PROBLEM DESCRIPTION:
Exactly the lines from the one containing "Where can you find the man with" through the end of the records must be reproduced; leave out all pictures.

ENTRIES SUPPLIED:
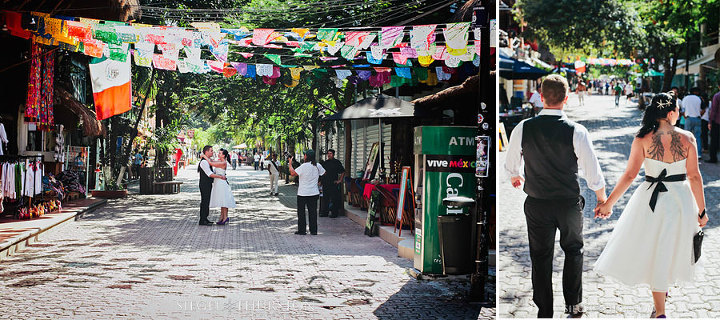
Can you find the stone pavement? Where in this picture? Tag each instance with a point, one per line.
(146, 257)
(612, 130)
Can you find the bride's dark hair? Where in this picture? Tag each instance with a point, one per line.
(226, 155)
(659, 107)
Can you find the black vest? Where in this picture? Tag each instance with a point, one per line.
(205, 181)
(551, 169)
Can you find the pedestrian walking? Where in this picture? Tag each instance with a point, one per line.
(274, 170)
(652, 242)
(692, 104)
(554, 200)
(536, 101)
(714, 125)
(618, 93)
(308, 192)
(331, 181)
(580, 90)
(704, 121)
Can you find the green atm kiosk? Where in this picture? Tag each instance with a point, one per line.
(444, 167)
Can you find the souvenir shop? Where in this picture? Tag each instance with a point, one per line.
(39, 168)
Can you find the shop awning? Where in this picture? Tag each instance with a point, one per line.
(92, 127)
(377, 107)
(513, 69)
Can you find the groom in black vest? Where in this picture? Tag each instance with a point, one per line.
(555, 151)
(206, 180)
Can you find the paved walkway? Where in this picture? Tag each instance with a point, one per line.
(146, 257)
(612, 130)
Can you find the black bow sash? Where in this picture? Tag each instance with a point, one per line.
(660, 186)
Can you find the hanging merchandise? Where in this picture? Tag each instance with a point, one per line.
(390, 37)
(32, 103)
(111, 87)
(456, 38)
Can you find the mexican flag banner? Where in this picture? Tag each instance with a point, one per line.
(111, 86)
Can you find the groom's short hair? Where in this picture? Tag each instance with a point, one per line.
(554, 89)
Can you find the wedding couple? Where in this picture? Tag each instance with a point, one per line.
(652, 243)
(215, 190)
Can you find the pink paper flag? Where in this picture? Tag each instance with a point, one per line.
(262, 37)
(163, 63)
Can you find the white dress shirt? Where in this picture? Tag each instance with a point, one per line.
(588, 165)
(535, 100)
(308, 176)
(691, 104)
(706, 115)
(205, 167)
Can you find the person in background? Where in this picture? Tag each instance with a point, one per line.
(234, 158)
(274, 170)
(704, 121)
(618, 93)
(308, 192)
(692, 105)
(628, 92)
(536, 100)
(137, 162)
(714, 125)
(580, 90)
(331, 182)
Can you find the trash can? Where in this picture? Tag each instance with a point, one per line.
(455, 233)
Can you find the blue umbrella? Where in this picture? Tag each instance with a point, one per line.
(513, 69)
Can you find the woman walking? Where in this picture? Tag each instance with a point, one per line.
(652, 243)
(221, 195)
(308, 193)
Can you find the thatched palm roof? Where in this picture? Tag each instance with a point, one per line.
(450, 95)
(91, 126)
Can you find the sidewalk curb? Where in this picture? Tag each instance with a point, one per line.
(23, 239)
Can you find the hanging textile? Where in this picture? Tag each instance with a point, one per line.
(456, 37)
(47, 117)
(32, 103)
(390, 37)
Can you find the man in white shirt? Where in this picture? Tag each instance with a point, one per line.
(556, 151)
(274, 169)
(206, 180)
(256, 158)
(692, 104)
(536, 101)
(233, 158)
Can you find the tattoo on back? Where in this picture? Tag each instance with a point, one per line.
(676, 147)
(657, 150)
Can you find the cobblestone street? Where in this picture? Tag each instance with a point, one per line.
(612, 130)
(146, 257)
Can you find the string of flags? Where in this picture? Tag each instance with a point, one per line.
(393, 55)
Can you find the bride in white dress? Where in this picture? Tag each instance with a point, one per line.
(652, 242)
(221, 195)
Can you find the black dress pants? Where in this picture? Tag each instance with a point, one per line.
(311, 204)
(544, 218)
(205, 202)
(332, 199)
(704, 132)
(714, 141)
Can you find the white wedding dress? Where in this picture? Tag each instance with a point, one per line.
(221, 195)
(654, 247)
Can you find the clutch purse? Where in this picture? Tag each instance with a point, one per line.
(697, 244)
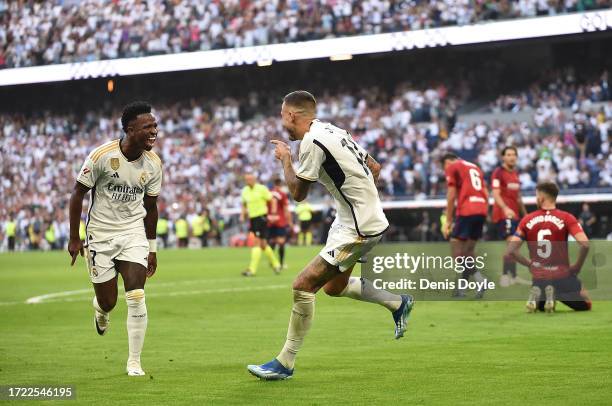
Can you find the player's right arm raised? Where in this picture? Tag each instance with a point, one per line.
(75, 245)
(298, 187)
(85, 181)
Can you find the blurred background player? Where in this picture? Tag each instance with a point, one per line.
(10, 231)
(546, 231)
(587, 219)
(255, 198)
(163, 228)
(125, 179)
(508, 207)
(201, 227)
(303, 210)
(329, 155)
(465, 186)
(279, 220)
(181, 231)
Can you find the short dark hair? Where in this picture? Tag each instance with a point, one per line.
(509, 148)
(301, 99)
(549, 188)
(448, 156)
(133, 110)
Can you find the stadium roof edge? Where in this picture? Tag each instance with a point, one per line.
(535, 27)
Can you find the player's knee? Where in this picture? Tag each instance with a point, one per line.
(135, 297)
(332, 289)
(107, 304)
(303, 284)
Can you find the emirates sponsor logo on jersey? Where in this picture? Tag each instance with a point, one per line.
(547, 218)
(125, 193)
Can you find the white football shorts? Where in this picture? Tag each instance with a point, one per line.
(101, 255)
(344, 247)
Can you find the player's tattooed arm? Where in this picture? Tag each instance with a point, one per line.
(298, 187)
(75, 245)
(374, 167)
(150, 220)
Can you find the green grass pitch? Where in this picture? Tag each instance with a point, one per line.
(206, 323)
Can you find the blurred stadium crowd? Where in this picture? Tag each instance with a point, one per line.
(64, 31)
(207, 147)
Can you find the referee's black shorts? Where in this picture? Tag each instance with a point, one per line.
(259, 226)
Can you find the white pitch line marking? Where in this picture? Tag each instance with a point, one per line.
(65, 296)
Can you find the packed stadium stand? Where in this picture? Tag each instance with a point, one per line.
(549, 100)
(63, 31)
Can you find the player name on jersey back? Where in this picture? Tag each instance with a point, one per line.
(329, 155)
(118, 189)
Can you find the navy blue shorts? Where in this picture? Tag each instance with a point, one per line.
(274, 232)
(566, 289)
(506, 228)
(468, 227)
(259, 227)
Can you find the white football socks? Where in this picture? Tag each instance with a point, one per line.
(299, 324)
(136, 322)
(363, 289)
(97, 306)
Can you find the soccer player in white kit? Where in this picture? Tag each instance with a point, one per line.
(125, 178)
(329, 155)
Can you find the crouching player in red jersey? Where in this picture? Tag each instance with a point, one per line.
(508, 208)
(546, 231)
(466, 185)
(279, 220)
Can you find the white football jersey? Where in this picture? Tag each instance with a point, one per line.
(329, 155)
(118, 187)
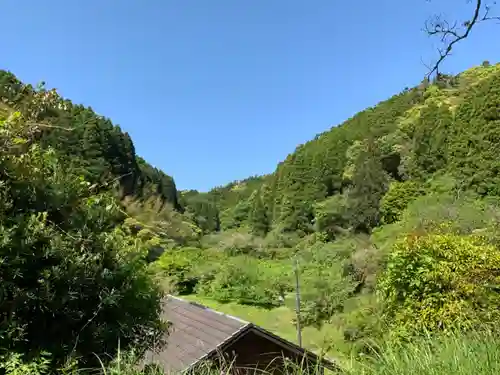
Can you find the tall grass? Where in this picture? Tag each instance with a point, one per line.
(458, 354)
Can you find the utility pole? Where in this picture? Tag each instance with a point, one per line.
(297, 302)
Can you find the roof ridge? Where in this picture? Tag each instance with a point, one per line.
(201, 306)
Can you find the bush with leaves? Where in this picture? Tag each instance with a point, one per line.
(325, 284)
(71, 281)
(397, 198)
(441, 282)
(246, 280)
(179, 266)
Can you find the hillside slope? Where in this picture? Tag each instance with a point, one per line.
(101, 151)
(444, 125)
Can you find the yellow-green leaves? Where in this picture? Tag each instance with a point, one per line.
(441, 281)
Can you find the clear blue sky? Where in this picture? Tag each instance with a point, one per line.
(217, 90)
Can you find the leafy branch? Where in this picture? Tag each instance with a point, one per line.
(452, 33)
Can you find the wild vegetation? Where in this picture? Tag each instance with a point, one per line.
(393, 217)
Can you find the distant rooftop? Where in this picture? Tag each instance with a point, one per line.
(198, 332)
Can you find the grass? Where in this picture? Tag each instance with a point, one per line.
(460, 354)
(280, 321)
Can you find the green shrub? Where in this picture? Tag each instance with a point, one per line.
(441, 282)
(397, 198)
(71, 281)
(246, 280)
(179, 267)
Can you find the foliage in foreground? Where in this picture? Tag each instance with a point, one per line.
(72, 283)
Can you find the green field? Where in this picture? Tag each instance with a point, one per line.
(279, 321)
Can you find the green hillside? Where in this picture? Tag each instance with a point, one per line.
(393, 217)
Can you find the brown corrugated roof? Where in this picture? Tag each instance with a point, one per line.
(198, 332)
(195, 332)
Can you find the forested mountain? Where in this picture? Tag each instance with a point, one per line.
(413, 135)
(100, 151)
(394, 217)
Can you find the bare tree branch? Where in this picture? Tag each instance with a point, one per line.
(452, 33)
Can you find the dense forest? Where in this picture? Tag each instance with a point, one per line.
(393, 217)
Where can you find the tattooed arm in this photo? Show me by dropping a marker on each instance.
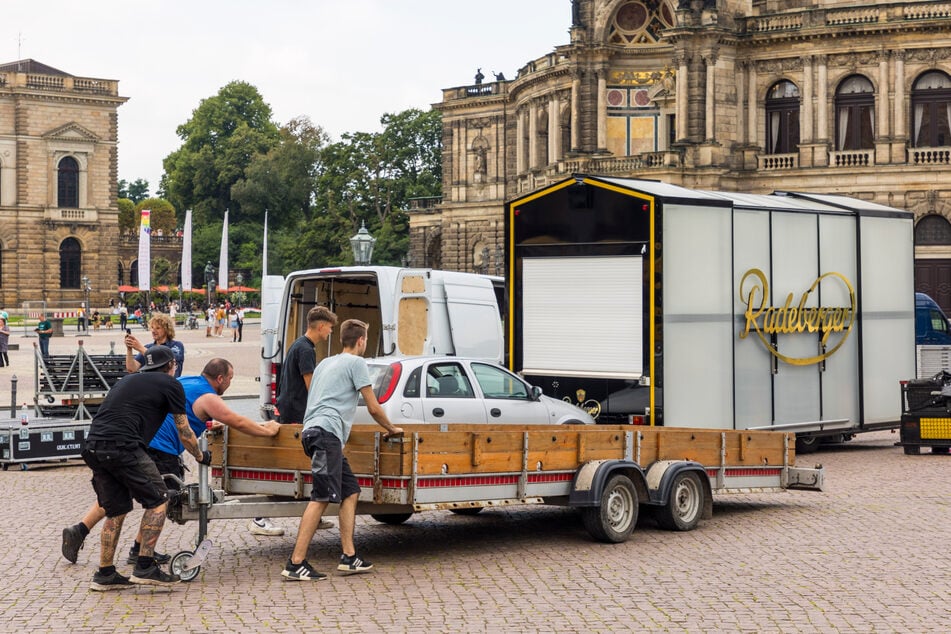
(187, 435)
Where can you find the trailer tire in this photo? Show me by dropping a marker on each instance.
(684, 504)
(807, 444)
(392, 519)
(614, 518)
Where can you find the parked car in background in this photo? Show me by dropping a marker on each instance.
(461, 390)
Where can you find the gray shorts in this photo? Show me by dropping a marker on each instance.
(332, 479)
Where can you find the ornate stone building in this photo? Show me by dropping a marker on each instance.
(58, 176)
(738, 95)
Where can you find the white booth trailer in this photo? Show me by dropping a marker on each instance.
(651, 303)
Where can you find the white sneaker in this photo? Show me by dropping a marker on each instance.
(264, 526)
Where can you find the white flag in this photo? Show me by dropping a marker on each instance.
(187, 253)
(145, 258)
(223, 261)
(264, 259)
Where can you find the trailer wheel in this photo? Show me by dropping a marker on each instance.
(807, 444)
(685, 504)
(616, 515)
(392, 519)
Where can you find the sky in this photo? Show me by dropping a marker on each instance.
(342, 63)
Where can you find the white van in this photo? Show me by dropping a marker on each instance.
(410, 312)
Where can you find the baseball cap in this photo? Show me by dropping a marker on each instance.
(155, 357)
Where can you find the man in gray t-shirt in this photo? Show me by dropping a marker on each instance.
(331, 403)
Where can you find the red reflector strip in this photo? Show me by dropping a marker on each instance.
(739, 472)
(263, 476)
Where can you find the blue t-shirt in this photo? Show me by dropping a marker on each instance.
(166, 438)
(334, 389)
(178, 351)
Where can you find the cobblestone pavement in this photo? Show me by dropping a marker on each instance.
(870, 554)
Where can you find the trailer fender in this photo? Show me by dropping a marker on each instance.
(661, 479)
(588, 485)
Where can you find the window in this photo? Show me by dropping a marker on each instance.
(447, 380)
(68, 183)
(782, 118)
(70, 263)
(932, 229)
(931, 110)
(855, 114)
(497, 383)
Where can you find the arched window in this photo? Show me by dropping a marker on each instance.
(933, 229)
(855, 114)
(68, 183)
(70, 263)
(931, 110)
(782, 118)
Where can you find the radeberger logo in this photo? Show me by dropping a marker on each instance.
(792, 317)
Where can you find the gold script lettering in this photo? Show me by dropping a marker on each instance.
(794, 317)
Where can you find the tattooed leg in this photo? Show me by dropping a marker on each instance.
(152, 522)
(109, 538)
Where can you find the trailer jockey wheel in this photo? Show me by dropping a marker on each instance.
(178, 563)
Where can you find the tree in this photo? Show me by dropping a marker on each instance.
(283, 180)
(162, 216)
(136, 192)
(126, 216)
(225, 133)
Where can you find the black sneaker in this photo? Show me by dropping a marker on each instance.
(160, 558)
(153, 576)
(354, 564)
(301, 572)
(104, 583)
(73, 541)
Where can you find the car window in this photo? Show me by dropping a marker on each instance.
(411, 390)
(448, 380)
(497, 383)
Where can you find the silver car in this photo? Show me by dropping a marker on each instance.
(458, 390)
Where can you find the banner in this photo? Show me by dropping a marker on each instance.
(187, 253)
(264, 258)
(145, 258)
(223, 261)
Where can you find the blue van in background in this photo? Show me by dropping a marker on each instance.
(931, 324)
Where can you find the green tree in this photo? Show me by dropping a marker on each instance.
(137, 191)
(162, 217)
(126, 215)
(220, 141)
(283, 180)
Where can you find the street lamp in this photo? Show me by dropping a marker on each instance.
(362, 245)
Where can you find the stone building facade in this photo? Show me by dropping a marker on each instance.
(736, 95)
(58, 186)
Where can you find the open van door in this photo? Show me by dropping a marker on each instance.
(413, 314)
(272, 288)
(474, 321)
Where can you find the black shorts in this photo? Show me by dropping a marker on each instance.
(121, 474)
(168, 463)
(332, 479)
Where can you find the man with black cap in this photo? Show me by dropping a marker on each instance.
(115, 450)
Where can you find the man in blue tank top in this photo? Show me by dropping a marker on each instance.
(203, 402)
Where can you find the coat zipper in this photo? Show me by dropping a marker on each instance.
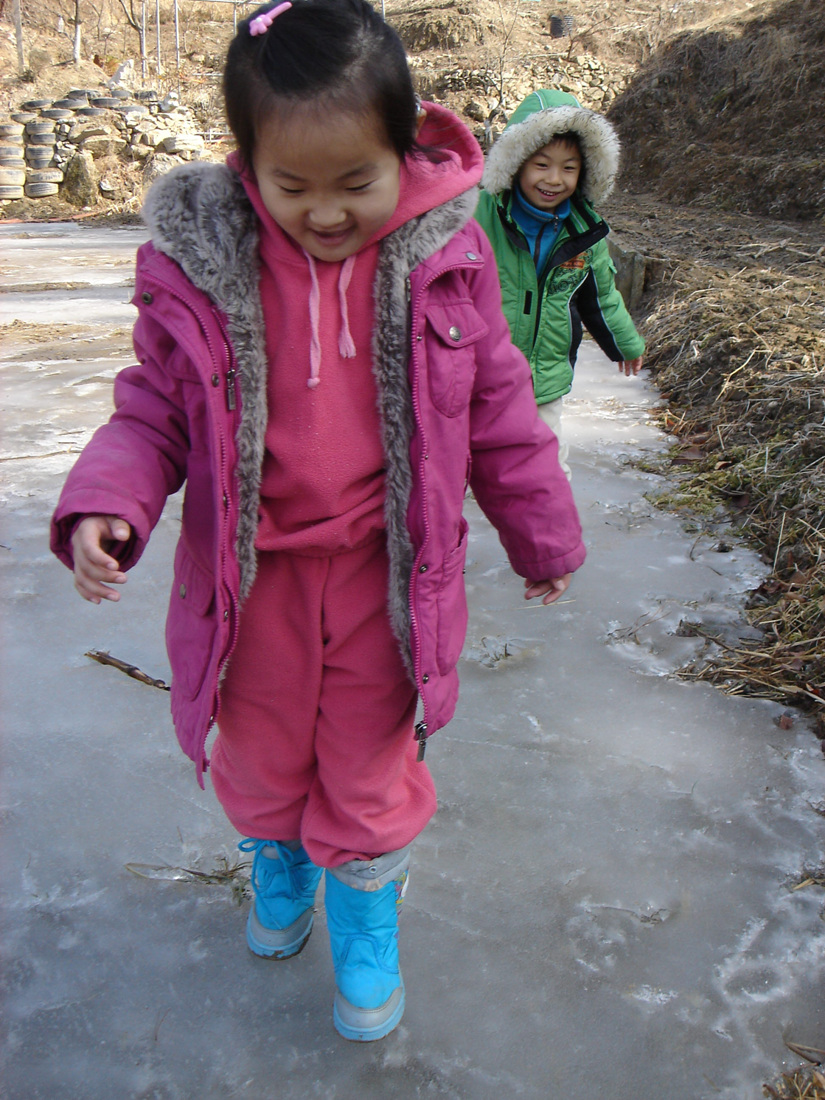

SOLVED PROBLEM:
Where can you find the man with black cap in this photo? Show me by dropping a marker on each instance.
(115, 450)
Where can you find the man in blue tank top in this photo? Show me by dropping a marker on each instance.
(203, 402)
Where can you find the coat zipper in this photo? Show me by dropping a marker on each instance.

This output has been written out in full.